= What the exercise asks =
A single number is expected: the count of lines in the entries below that contain "gold".

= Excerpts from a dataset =
════════════════════

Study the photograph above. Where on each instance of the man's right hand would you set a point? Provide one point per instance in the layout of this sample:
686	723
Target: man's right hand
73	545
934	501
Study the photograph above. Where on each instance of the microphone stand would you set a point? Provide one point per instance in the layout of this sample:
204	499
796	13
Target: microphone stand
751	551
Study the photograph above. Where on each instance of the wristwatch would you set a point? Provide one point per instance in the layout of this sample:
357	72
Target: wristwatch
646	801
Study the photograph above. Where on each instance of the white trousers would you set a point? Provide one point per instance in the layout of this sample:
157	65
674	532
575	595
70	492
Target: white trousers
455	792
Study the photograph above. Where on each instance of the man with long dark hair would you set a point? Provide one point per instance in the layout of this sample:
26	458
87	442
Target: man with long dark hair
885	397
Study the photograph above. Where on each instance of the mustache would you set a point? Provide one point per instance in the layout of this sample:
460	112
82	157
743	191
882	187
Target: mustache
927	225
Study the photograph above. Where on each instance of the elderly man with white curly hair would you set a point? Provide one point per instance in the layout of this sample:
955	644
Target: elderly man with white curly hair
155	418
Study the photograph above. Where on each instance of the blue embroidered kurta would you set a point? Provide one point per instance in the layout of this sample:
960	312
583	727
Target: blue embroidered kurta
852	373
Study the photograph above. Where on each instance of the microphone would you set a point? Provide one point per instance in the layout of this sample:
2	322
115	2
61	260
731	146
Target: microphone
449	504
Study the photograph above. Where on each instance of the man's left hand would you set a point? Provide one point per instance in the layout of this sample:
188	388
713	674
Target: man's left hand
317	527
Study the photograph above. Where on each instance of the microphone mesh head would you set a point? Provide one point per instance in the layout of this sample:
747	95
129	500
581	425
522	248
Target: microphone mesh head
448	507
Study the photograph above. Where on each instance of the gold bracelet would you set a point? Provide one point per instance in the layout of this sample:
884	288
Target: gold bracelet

════════════════════

= Result of the task =
2